Return every line of the material below unchanged, character for character.

-- start Records to process --

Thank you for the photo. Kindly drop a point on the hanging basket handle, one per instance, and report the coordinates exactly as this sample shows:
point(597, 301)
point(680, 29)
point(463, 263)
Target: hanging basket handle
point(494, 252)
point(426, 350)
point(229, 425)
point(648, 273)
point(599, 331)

-- end Records to process --

Full answer ->
Thank you for the photo. Kindly drop a point on the hanging basket handle, one per instance, and report the coordinates exactly as this sample shows:
point(597, 301)
point(680, 29)
point(463, 263)
Target: hanging basket handle
point(494, 252)
point(426, 350)
point(229, 425)
point(648, 273)
point(599, 331)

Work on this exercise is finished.